• EXERCISE BRIEF:
From the line with "As part of the labeling sprint, tag all instances of sky" through the final line below, restate each line word for word and return nothing else.

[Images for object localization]
== Segment start ==

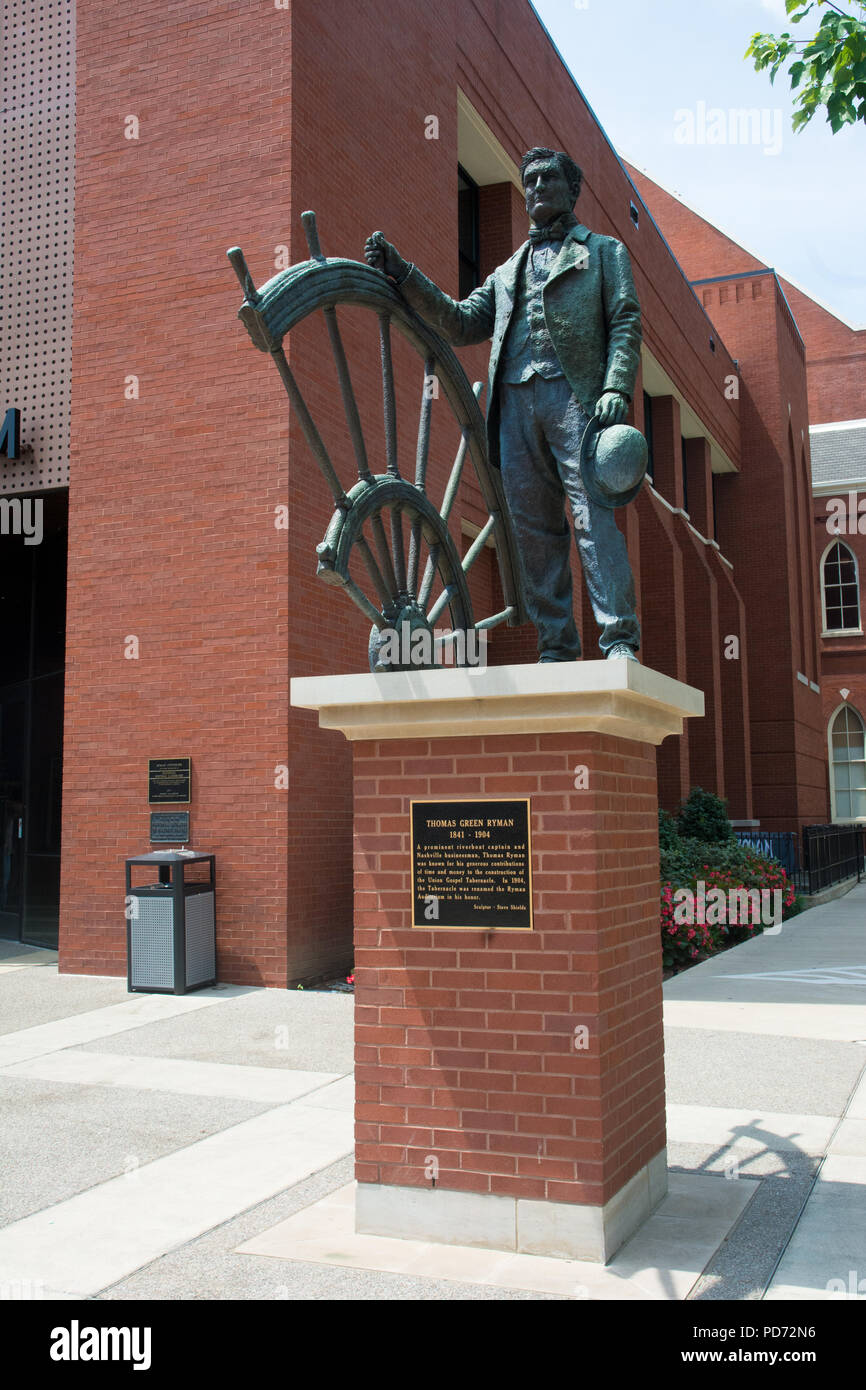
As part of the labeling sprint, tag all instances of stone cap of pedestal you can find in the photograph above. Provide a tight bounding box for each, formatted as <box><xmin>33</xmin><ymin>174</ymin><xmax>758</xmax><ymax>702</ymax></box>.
<box><xmin>291</xmin><ymin>660</ymin><xmax>704</xmax><ymax>746</ymax></box>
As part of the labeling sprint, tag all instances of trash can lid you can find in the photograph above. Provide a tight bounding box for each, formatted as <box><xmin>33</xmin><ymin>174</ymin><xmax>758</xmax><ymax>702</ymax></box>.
<box><xmin>126</xmin><ymin>850</ymin><xmax>214</xmax><ymax>865</ymax></box>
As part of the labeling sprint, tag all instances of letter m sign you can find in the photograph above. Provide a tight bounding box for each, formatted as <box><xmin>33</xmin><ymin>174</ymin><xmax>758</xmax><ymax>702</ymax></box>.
<box><xmin>0</xmin><ymin>409</ymin><xmax>20</xmax><ymax>462</ymax></box>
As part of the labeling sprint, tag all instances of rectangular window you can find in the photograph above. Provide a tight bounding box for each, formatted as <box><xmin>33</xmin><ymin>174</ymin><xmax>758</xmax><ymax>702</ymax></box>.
<box><xmin>458</xmin><ymin>165</ymin><xmax>480</xmax><ymax>299</ymax></box>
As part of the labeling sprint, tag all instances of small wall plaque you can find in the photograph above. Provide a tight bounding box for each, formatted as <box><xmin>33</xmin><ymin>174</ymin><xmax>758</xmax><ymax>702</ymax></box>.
<box><xmin>148</xmin><ymin>757</ymin><xmax>191</xmax><ymax>804</ymax></box>
<box><xmin>150</xmin><ymin>811</ymin><xmax>191</xmax><ymax>844</ymax></box>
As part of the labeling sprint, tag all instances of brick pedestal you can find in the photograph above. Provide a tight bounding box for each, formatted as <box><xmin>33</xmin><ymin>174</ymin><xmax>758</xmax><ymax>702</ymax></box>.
<box><xmin>292</xmin><ymin>661</ymin><xmax>702</xmax><ymax>1261</ymax></box>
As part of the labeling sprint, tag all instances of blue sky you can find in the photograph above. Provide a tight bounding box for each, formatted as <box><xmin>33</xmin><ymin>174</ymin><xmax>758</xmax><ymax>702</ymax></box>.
<box><xmin>531</xmin><ymin>0</ymin><xmax>865</xmax><ymax>326</ymax></box>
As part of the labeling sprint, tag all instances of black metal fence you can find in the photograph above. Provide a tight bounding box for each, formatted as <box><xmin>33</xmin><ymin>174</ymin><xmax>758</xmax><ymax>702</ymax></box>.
<box><xmin>734</xmin><ymin>830</ymin><xmax>799</xmax><ymax>878</ymax></box>
<box><xmin>734</xmin><ymin>824</ymin><xmax>865</xmax><ymax>896</ymax></box>
<box><xmin>798</xmin><ymin>824</ymin><xmax>865</xmax><ymax>896</ymax></box>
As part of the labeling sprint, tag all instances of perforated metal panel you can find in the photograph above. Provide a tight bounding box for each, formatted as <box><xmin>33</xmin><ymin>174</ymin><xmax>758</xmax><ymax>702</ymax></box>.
<box><xmin>1</xmin><ymin>0</ymin><xmax>74</xmax><ymax>496</ymax></box>
<box><xmin>130</xmin><ymin>896</ymin><xmax>175</xmax><ymax>991</ymax></box>
<box><xmin>185</xmin><ymin>891</ymin><xmax>215</xmax><ymax>988</ymax></box>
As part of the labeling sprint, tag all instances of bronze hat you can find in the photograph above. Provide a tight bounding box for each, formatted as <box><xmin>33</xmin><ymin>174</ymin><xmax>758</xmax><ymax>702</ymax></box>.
<box><xmin>579</xmin><ymin>415</ymin><xmax>648</xmax><ymax>509</ymax></box>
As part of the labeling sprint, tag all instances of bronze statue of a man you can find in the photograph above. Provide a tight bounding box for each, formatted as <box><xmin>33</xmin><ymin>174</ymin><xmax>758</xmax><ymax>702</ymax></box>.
<box><xmin>365</xmin><ymin>146</ymin><xmax>644</xmax><ymax>663</ymax></box>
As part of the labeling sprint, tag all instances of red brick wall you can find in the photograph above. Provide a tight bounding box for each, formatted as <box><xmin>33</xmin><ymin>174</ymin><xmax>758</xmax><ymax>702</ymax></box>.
<box><xmin>63</xmin><ymin>0</ymin><xmax>299</xmax><ymax>985</ymax></box>
<box><xmin>697</xmin><ymin>275</ymin><xmax>827</xmax><ymax>828</ymax></box>
<box><xmin>779</xmin><ymin>283</ymin><xmax>866</xmax><ymax>426</ymax></box>
<box><xmin>352</xmin><ymin>731</ymin><xmax>665</xmax><ymax>1206</ymax></box>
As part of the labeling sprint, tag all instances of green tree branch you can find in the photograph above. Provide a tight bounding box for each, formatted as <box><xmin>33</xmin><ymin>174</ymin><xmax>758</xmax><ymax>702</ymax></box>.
<box><xmin>746</xmin><ymin>0</ymin><xmax>866</xmax><ymax>131</ymax></box>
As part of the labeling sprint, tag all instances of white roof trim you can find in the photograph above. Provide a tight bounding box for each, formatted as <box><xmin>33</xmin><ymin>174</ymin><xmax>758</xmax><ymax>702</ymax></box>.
<box><xmin>810</xmin><ymin>419</ymin><xmax>866</xmax><ymax>434</ymax></box>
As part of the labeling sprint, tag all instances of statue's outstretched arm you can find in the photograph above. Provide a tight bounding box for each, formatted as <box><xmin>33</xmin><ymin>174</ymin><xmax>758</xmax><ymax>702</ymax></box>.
<box><xmin>365</xmin><ymin>231</ymin><xmax>495</xmax><ymax>348</ymax></box>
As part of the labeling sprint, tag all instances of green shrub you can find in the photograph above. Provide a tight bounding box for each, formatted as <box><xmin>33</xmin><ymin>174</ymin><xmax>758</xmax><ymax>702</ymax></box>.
<box><xmin>661</xmin><ymin>835</ymin><xmax>763</xmax><ymax>886</ymax></box>
<box><xmin>675</xmin><ymin>786</ymin><xmax>733</xmax><ymax>843</ymax></box>
<box><xmin>661</xmin><ymin>842</ymin><xmax>798</xmax><ymax>971</ymax></box>
<box><xmin>658</xmin><ymin>786</ymin><xmax>803</xmax><ymax>972</ymax></box>
<box><xmin>658</xmin><ymin>807</ymin><xmax>679</xmax><ymax>853</ymax></box>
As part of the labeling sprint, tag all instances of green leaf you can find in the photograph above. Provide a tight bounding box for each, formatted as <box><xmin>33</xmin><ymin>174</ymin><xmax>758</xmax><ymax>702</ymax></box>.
<box><xmin>789</xmin><ymin>59</ymin><xmax>807</xmax><ymax>87</ymax></box>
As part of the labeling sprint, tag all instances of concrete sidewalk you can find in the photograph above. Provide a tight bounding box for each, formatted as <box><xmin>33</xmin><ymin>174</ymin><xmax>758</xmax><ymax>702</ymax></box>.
<box><xmin>0</xmin><ymin>882</ymin><xmax>863</xmax><ymax>1300</ymax></box>
<box><xmin>663</xmin><ymin>879</ymin><xmax>866</xmax><ymax>1300</ymax></box>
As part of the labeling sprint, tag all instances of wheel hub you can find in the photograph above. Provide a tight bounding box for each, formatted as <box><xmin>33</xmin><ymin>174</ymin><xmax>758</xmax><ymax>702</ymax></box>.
<box><xmin>369</xmin><ymin>600</ymin><xmax>435</xmax><ymax>672</ymax></box>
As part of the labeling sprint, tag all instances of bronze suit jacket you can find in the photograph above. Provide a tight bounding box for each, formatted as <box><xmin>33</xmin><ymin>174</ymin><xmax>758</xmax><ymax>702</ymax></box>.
<box><xmin>397</xmin><ymin>223</ymin><xmax>643</xmax><ymax>468</ymax></box>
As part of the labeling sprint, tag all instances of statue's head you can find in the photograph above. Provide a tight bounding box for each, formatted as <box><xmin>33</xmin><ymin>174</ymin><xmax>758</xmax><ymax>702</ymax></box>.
<box><xmin>520</xmin><ymin>147</ymin><xmax>583</xmax><ymax>226</ymax></box>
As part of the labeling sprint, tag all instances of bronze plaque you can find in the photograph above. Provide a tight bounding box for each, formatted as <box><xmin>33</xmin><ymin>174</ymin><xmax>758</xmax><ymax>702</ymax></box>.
<box><xmin>149</xmin><ymin>811</ymin><xmax>191</xmax><ymax>843</ymax></box>
<box><xmin>148</xmin><ymin>757</ymin><xmax>191</xmax><ymax>805</ymax></box>
<box><xmin>410</xmin><ymin>798</ymin><xmax>533</xmax><ymax>930</ymax></box>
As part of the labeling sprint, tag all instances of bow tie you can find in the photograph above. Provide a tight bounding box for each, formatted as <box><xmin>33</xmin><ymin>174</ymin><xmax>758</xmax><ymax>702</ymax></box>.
<box><xmin>528</xmin><ymin>213</ymin><xmax>578</xmax><ymax>245</ymax></box>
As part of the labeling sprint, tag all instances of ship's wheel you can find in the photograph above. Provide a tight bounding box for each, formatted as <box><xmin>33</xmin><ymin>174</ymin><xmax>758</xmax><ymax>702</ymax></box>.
<box><xmin>228</xmin><ymin>212</ymin><xmax>525</xmax><ymax>671</ymax></box>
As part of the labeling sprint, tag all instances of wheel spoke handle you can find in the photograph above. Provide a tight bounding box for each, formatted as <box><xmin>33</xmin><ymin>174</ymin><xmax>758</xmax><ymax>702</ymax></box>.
<box><xmin>462</xmin><ymin>516</ymin><xmax>496</xmax><ymax>573</ymax></box>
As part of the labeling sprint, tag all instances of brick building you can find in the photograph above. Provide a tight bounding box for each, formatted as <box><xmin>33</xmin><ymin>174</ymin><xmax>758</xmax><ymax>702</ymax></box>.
<box><xmin>626</xmin><ymin>165</ymin><xmax>866</xmax><ymax>829</ymax></box>
<box><xmin>812</xmin><ymin>422</ymin><xmax>866</xmax><ymax>823</ymax></box>
<box><xmin>1</xmin><ymin>0</ymin><xmax>848</xmax><ymax>984</ymax></box>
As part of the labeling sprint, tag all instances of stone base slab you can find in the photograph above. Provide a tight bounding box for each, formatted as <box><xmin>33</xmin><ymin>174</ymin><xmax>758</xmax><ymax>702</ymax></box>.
<box><xmin>291</xmin><ymin>660</ymin><xmax>704</xmax><ymax>745</ymax></box>
<box><xmin>355</xmin><ymin>1149</ymin><xmax>668</xmax><ymax>1264</ymax></box>
<box><xmin>237</xmin><ymin>1169</ymin><xmax>758</xmax><ymax>1299</ymax></box>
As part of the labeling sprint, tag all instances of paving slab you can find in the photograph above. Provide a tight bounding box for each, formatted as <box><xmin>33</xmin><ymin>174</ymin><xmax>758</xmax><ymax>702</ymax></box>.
<box><xmin>0</xmin><ymin>1097</ymin><xmax>354</xmax><ymax>1297</ymax></box>
<box><xmin>0</xmin><ymin>966</ymin><xmax>131</xmax><ymax>1033</ymax></box>
<box><xmin>666</xmin><ymin>1103</ymin><xmax>837</xmax><ymax>1158</ymax></box>
<box><xmin>98</xmin><ymin>1157</ymin><xmax>552</xmax><ymax>1301</ymax></box>
<box><xmin>64</xmin><ymin>989</ymin><xmax>355</xmax><ymax>1073</ymax></box>
<box><xmin>0</xmin><ymin>1076</ymin><xmax>271</xmax><ymax>1225</ymax></box>
<box><xmin>828</xmin><ymin>1118</ymin><xmax>866</xmax><ymax>1157</ymax></box>
<box><xmin>664</xmin><ymin>1027</ymin><xmax>865</xmax><ymax>1114</ymax></box>
<box><xmin>664</xmin><ymin>999</ymin><xmax>866</xmax><ymax>1040</ymax></box>
<box><xmin>0</xmin><ymin>985</ymin><xmax>251</xmax><ymax>1067</ymax></box>
<box><xmin>236</xmin><ymin>1172</ymin><xmax>757</xmax><ymax>1301</ymax></box>
<box><xmin>1</xmin><ymin>1049</ymin><xmax>345</xmax><ymax>1104</ymax></box>
<box><xmin>766</xmin><ymin>1166</ymin><xmax>866</xmax><ymax>1301</ymax></box>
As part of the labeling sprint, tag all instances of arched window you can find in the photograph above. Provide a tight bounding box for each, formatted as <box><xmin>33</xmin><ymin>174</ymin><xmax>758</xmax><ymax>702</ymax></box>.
<box><xmin>829</xmin><ymin>705</ymin><xmax>866</xmax><ymax>822</ymax></box>
<box><xmin>822</xmin><ymin>541</ymin><xmax>861</xmax><ymax>633</ymax></box>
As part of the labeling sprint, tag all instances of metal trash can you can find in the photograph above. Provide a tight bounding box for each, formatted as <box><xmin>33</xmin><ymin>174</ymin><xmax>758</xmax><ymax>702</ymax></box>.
<box><xmin>126</xmin><ymin>851</ymin><xmax>216</xmax><ymax>994</ymax></box>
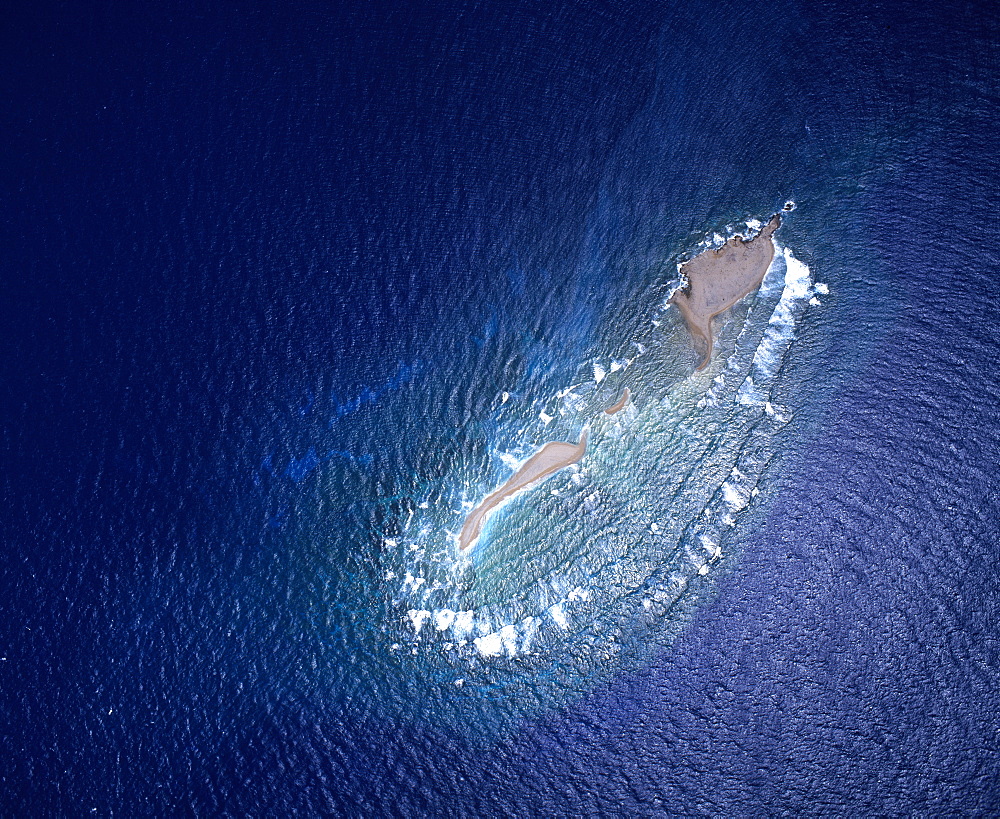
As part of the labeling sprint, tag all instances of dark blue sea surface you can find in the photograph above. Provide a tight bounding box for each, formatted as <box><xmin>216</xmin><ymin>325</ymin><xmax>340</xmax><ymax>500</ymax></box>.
<box><xmin>3</xmin><ymin>0</ymin><xmax>999</xmax><ymax>813</ymax></box>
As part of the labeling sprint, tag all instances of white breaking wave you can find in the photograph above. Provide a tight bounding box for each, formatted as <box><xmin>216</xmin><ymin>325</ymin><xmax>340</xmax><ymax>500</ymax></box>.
<box><xmin>737</xmin><ymin>247</ymin><xmax>817</xmax><ymax>409</ymax></box>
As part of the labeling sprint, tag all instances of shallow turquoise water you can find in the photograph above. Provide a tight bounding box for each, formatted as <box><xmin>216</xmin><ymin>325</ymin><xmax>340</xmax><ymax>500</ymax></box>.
<box><xmin>299</xmin><ymin>213</ymin><xmax>835</xmax><ymax>733</ymax></box>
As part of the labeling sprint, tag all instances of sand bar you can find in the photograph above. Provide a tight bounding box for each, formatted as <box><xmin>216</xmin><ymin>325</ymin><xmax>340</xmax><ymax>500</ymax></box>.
<box><xmin>458</xmin><ymin>429</ymin><xmax>588</xmax><ymax>551</ymax></box>
<box><xmin>604</xmin><ymin>387</ymin><xmax>631</xmax><ymax>415</ymax></box>
<box><xmin>671</xmin><ymin>213</ymin><xmax>781</xmax><ymax>370</ymax></box>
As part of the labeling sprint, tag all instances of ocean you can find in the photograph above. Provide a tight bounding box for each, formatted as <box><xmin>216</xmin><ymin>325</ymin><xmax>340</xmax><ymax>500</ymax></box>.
<box><xmin>3</xmin><ymin>0</ymin><xmax>999</xmax><ymax>813</ymax></box>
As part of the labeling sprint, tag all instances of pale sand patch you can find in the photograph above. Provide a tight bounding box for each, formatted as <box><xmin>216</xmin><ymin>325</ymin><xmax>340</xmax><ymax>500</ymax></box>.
<box><xmin>671</xmin><ymin>213</ymin><xmax>781</xmax><ymax>370</ymax></box>
<box><xmin>604</xmin><ymin>386</ymin><xmax>631</xmax><ymax>415</ymax></box>
<box><xmin>458</xmin><ymin>429</ymin><xmax>588</xmax><ymax>552</ymax></box>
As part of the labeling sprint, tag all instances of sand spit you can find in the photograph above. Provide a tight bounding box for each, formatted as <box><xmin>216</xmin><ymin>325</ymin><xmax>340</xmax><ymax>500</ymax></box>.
<box><xmin>672</xmin><ymin>213</ymin><xmax>781</xmax><ymax>370</ymax></box>
<box><xmin>458</xmin><ymin>429</ymin><xmax>588</xmax><ymax>552</ymax></box>
<box><xmin>604</xmin><ymin>387</ymin><xmax>631</xmax><ymax>415</ymax></box>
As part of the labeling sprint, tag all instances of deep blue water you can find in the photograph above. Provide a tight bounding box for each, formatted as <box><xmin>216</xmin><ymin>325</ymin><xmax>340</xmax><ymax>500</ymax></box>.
<box><xmin>3</xmin><ymin>0</ymin><xmax>1000</xmax><ymax>814</ymax></box>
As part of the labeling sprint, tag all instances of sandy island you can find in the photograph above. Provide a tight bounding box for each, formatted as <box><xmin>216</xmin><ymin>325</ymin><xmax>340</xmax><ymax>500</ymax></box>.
<box><xmin>456</xmin><ymin>214</ymin><xmax>777</xmax><ymax>550</ymax></box>
<box><xmin>604</xmin><ymin>387</ymin><xmax>631</xmax><ymax>415</ymax></box>
<box><xmin>671</xmin><ymin>213</ymin><xmax>781</xmax><ymax>370</ymax></box>
<box><xmin>458</xmin><ymin>429</ymin><xmax>588</xmax><ymax>551</ymax></box>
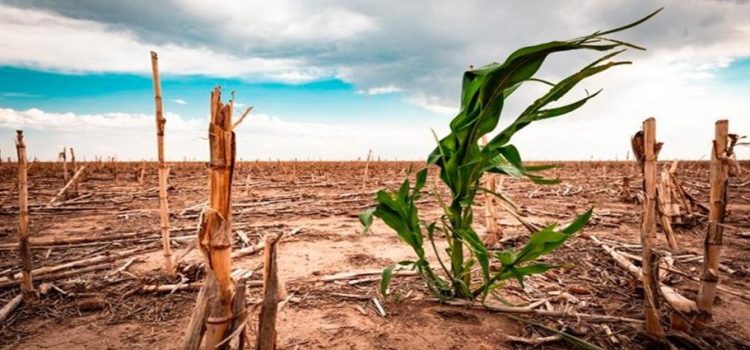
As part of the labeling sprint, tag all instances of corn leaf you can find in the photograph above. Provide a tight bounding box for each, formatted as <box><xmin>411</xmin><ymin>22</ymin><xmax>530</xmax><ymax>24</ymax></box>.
<box><xmin>380</xmin><ymin>264</ymin><xmax>396</xmax><ymax>297</ymax></box>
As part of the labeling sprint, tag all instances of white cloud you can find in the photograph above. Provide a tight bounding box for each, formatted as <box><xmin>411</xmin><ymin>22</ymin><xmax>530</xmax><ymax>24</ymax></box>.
<box><xmin>172</xmin><ymin>99</ymin><xmax>187</xmax><ymax>105</ymax></box>
<box><xmin>0</xmin><ymin>4</ymin><xmax>325</xmax><ymax>82</ymax></box>
<box><xmin>406</xmin><ymin>94</ymin><xmax>458</xmax><ymax>115</ymax></box>
<box><xmin>357</xmin><ymin>85</ymin><xmax>402</xmax><ymax>95</ymax></box>
<box><xmin>504</xmin><ymin>52</ymin><xmax>750</xmax><ymax>161</ymax></box>
<box><xmin>0</xmin><ymin>108</ymin><xmax>444</xmax><ymax>161</ymax></box>
<box><xmin>177</xmin><ymin>1</ymin><xmax>377</xmax><ymax>42</ymax></box>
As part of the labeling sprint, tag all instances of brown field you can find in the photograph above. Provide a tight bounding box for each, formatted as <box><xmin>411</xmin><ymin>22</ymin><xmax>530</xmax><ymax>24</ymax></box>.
<box><xmin>1</xmin><ymin>160</ymin><xmax>749</xmax><ymax>349</ymax></box>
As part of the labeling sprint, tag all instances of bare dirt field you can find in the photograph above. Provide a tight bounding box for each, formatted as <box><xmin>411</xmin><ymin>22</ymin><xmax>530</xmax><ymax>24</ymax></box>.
<box><xmin>1</xmin><ymin>160</ymin><xmax>749</xmax><ymax>349</ymax></box>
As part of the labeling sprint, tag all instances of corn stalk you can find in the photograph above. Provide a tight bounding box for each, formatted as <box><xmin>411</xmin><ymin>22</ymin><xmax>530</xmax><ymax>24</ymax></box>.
<box><xmin>697</xmin><ymin>120</ymin><xmax>732</xmax><ymax>322</ymax></box>
<box><xmin>362</xmin><ymin>10</ymin><xmax>660</xmax><ymax>300</ymax></box>
<box><xmin>150</xmin><ymin>51</ymin><xmax>174</xmax><ymax>277</ymax></box>
<box><xmin>632</xmin><ymin>118</ymin><xmax>665</xmax><ymax>337</ymax></box>
<box><xmin>198</xmin><ymin>87</ymin><xmax>238</xmax><ymax>349</ymax></box>
<box><xmin>15</xmin><ymin>130</ymin><xmax>34</xmax><ymax>299</ymax></box>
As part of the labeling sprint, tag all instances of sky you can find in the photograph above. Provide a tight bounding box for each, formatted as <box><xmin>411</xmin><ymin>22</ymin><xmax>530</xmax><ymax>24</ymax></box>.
<box><xmin>0</xmin><ymin>0</ymin><xmax>748</xmax><ymax>161</ymax></box>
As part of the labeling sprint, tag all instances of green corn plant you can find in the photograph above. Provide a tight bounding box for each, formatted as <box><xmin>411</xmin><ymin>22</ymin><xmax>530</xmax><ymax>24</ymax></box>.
<box><xmin>361</xmin><ymin>9</ymin><xmax>660</xmax><ymax>300</ymax></box>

== Segment end ==

• RESPONSE:
As part of the labeling sprint, tag all instances of sky you can find in the photograph above. Provide a tight bounding box for each, formatted as <box><xmin>411</xmin><ymin>22</ymin><xmax>530</xmax><ymax>24</ymax></box>.
<box><xmin>0</xmin><ymin>0</ymin><xmax>748</xmax><ymax>161</ymax></box>
As part of the labeling sprint, tag all instances of green corn plant you can find in the photograph above. Provide a tight bounding box for each, formatted as <box><xmin>411</xmin><ymin>22</ymin><xmax>530</xmax><ymax>24</ymax></box>.
<box><xmin>361</xmin><ymin>9</ymin><xmax>660</xmax><ymax>300</ymax></box>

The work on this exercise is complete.